◆ Page excerpt ◆
The correction of the bounding boxes when a bounding box is present in the sensor data frame of the spatial sensor preferably can include receiving a determination of whether an incorrect object recognition was present, and if an object was actually present, projection of the corners of the three-dimensional bounding box of the object into the image plane of the area sensor takes place in order to obtain a projected rectangle, and a regression of the size of the projected rectangle is subsequently carried out. The regression of the size may advantageously take place using a neural network that is trained to determine the optimal size of a bounding box. After the three-dimensional bounding box that is present has been verified in a manual check as recognition of a genuine object, so that a false positive may be ruled out, the 3D box is advantageously automatically projected into the image plane, and by automatic regression of the size a two-dimensional bounding box of appropriate size and position is created and linked to the same object. The two-dimensional bounding box is linked to the same object as the three-dimensional bounding box.


The correction of the bounding boxes when a bounding box is present in the sensor data frame of the area sensor preferably includes receiving a determination of whether an incorrect object recognition was present, and if an object was actually present, projection of measuring points of the point cloud of the spatial sensor into the image plane of the area sensor takes place, and the measuring points whose projection is situated within the two-dimensional bounding box are highlighted in the point cloud. The measuring points in the point cloud of the spatial sensor, whose projection lies within the two-dimensional bounding box of the area sensor, with a high likelihood belong to the incorrectly overlooked object. This highlighting reduces the effort for checking the point cloud. The highlighting may take place via a color change in a graphical illustration for a human quality checker, and/or via a change in intensity and/or weighting of the measuring points in question for an automatic evaluation using a neural network. The three-dimensional bounding box resulting from the manual correction or automatic evaluation is advantageously linked to the same object as the two-dimensional bounding box.


The plurality of sensor data frames can also include, in addition to sensor data frames of a spatial sensor, in particular of a lidar sensor, sensor data frames of at least two area sensors, in particular cameras, the measuring ranges of the spatial sensor and of the first area sensor spatially overlapping in a first overlap area, and the measuring ranges of the spatial sensor and of the second area sensor spatially overlapping in a second overlap area; for objects in the first overlap area an automatic annotation takes place according to the method according to the invention, independently of sensor data frames of the second area sensor, and for objects in the second overlap area an automatic annotation takes place according to the method according to the invention, independently of sensor data frames of the first area sensor. The measuring range of the spatial sensor generally includes the measuring ranges of the various area sensors, so that a reference is advantageously established between the measuring ranges of two area sensors, in particular two cameras, via the sensor data frame of the spatial sensor, in particular the lidar sensor. Overlap areas between various area sensors and the spatial sensor may thus be evaluated independently of one another.


Carrying out the attribute recognition for the object preferably includes assigning at least one object attribute to the object and assigning at least one state parameter to the object attribute. Furthermore, the method also comprises the steps of grouping the object attributes based on the at least one state parameter, wherein a first group object includes attributes for which the at least one state parameter lies in a defined value range; and selecting a sample of one or more object attributes from the first group and determining a measure of quality for the object attributes in the sample. If the measure of quality of the sample is below a predefined threshold value, the method further comprises the steps of receiving corrected annotations for the data points in the sample, and retraining the neural network based on the data points in the first sample.

◆ Data records ◆
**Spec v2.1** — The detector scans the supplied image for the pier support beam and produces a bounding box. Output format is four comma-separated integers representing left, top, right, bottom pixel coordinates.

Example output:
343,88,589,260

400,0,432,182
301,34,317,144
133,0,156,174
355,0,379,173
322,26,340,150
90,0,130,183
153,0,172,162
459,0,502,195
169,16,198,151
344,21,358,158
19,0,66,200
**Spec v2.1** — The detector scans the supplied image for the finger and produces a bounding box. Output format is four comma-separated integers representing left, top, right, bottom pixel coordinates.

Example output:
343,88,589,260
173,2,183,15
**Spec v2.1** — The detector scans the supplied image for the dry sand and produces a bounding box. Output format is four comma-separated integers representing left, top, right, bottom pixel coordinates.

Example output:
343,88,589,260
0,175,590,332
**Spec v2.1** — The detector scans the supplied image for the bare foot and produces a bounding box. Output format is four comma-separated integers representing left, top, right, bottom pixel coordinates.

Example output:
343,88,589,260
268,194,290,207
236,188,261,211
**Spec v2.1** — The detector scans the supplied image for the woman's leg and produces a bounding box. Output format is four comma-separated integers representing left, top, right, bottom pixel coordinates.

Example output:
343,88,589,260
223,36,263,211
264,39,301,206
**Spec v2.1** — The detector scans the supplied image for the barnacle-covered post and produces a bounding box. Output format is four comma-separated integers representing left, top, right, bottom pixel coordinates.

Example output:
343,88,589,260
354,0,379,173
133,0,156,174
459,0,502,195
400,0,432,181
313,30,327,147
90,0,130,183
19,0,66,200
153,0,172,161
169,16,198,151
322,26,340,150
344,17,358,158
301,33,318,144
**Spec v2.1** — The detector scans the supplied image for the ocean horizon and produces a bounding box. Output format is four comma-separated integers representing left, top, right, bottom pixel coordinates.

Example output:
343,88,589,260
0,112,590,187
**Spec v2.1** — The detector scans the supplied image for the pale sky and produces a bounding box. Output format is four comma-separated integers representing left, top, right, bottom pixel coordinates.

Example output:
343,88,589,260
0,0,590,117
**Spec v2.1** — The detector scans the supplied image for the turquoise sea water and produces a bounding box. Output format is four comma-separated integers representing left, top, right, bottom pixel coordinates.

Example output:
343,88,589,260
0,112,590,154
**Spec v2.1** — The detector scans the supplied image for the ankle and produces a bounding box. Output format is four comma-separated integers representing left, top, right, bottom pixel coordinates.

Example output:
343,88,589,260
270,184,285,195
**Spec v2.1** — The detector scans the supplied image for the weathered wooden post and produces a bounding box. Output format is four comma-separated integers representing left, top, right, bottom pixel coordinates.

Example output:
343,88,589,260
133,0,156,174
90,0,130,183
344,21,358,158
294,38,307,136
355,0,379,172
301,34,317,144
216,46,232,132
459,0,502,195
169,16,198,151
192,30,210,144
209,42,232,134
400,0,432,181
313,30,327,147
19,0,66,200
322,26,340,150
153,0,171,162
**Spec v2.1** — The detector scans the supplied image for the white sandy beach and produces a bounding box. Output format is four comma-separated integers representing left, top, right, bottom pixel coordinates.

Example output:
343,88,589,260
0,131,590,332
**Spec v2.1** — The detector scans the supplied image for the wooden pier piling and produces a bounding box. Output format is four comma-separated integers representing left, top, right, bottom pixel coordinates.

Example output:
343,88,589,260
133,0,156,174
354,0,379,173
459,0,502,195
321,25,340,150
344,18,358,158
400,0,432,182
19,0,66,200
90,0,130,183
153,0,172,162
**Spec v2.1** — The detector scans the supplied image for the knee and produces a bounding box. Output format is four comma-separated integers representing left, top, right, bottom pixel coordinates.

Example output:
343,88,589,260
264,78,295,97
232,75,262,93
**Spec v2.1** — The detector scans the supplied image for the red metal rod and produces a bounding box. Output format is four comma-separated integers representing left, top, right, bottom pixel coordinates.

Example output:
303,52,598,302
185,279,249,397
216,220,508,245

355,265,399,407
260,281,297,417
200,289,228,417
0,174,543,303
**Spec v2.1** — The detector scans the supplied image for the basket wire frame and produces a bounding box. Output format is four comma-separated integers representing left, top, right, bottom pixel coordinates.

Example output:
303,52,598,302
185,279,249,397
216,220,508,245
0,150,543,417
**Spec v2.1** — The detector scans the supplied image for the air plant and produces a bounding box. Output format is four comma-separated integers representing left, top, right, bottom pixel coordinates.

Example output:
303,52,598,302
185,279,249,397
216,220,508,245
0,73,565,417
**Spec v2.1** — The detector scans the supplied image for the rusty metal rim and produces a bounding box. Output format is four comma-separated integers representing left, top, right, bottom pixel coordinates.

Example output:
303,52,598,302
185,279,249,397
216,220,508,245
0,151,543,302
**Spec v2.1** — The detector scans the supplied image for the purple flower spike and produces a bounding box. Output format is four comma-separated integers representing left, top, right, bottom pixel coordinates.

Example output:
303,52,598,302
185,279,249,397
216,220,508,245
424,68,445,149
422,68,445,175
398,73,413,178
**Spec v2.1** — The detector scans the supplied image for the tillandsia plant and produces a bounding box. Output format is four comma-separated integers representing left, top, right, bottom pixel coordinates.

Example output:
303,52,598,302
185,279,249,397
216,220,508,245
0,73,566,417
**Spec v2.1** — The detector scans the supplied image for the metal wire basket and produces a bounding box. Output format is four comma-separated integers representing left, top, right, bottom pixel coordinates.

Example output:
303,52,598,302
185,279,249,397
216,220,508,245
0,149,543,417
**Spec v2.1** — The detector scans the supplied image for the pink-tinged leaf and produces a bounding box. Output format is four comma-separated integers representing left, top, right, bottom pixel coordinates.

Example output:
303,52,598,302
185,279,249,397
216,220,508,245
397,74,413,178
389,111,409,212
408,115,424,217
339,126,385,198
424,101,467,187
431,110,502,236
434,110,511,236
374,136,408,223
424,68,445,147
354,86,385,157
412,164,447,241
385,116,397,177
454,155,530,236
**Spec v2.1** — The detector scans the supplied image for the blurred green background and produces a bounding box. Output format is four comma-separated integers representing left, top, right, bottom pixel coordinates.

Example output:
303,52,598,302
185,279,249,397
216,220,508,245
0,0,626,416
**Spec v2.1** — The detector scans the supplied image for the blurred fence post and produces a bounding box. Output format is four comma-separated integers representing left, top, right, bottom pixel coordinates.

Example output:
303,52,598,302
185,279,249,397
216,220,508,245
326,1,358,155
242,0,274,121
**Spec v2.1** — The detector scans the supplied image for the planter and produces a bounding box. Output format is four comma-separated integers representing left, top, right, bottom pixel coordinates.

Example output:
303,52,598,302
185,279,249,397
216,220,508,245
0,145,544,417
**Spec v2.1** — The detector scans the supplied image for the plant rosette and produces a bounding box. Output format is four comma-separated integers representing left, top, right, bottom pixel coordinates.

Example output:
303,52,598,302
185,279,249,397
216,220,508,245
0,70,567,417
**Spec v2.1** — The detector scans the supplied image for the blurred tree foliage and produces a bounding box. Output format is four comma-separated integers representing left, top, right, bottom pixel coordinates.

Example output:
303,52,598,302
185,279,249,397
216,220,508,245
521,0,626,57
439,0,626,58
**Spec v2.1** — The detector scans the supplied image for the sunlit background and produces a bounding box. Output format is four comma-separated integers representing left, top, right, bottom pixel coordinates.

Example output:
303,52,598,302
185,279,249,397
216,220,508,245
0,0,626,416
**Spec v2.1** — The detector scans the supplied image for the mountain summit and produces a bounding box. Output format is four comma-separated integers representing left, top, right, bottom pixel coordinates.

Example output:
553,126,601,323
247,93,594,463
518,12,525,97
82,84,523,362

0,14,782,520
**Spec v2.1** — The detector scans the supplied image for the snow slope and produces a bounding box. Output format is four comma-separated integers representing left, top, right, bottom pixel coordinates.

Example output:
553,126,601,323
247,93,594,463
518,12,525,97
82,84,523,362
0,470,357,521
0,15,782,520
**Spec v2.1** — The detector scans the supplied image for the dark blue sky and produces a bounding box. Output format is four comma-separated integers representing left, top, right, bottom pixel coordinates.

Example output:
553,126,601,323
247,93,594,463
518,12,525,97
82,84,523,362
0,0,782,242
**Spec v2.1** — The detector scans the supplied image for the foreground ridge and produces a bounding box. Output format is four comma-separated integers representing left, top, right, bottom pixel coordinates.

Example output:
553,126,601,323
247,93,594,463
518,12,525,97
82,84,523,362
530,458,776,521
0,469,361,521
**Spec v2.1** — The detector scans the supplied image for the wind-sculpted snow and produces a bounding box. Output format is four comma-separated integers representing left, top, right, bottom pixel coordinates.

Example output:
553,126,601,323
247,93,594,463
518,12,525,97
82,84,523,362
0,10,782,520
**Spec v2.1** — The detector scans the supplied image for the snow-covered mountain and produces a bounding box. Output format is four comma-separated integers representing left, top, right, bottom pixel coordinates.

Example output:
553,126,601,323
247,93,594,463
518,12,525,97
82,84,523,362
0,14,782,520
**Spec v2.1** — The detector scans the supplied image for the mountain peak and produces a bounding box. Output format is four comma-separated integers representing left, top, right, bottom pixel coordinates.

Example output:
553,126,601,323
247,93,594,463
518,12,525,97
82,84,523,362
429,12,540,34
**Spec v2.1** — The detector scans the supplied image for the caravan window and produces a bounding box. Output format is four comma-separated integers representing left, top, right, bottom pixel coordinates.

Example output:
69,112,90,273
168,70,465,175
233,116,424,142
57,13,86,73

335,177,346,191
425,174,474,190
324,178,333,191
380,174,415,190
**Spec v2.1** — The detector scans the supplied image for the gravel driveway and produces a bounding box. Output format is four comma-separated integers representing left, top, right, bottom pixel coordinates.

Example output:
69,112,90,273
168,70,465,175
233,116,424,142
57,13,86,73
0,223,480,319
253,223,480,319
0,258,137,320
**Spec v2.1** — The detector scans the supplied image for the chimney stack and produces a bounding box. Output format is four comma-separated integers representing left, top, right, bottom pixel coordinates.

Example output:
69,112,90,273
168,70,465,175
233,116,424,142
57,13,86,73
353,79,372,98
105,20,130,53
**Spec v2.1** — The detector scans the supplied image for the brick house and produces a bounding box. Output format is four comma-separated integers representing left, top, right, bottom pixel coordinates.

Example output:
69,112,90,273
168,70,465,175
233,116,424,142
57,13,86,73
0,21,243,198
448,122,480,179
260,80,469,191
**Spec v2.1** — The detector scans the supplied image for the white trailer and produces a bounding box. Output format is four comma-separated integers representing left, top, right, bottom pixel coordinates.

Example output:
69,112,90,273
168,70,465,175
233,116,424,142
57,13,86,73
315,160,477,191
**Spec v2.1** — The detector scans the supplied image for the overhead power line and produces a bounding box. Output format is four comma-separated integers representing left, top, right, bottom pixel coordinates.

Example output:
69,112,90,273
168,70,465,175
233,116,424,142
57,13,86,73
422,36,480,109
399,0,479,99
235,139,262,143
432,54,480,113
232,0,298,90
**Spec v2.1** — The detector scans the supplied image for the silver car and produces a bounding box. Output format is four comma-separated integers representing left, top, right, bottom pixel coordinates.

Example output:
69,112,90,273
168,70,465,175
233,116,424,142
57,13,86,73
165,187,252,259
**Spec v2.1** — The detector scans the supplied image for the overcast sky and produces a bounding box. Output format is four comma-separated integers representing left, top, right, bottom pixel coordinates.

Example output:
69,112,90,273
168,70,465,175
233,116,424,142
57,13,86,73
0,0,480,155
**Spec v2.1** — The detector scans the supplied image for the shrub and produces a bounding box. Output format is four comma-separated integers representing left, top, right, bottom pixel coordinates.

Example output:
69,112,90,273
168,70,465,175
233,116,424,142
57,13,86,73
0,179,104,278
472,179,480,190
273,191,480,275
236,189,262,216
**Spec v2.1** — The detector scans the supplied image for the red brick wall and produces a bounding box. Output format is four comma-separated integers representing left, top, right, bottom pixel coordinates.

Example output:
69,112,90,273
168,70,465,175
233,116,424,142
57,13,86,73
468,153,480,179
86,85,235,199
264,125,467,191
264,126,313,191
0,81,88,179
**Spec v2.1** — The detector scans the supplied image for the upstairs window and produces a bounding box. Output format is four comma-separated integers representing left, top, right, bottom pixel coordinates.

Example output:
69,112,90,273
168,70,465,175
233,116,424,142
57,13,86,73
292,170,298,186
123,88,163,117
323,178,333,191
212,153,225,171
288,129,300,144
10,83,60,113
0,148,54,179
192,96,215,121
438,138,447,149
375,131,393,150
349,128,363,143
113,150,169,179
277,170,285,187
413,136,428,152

◆ Task to complete ◆
In the bounding-box correction excerpt, how may the highlighting of measuring points be done for a human quality checker? Answer from the bounding-box correction excerpt alone, not from the rows.

◆ Task result ◆
By a color change in a graphical illustration.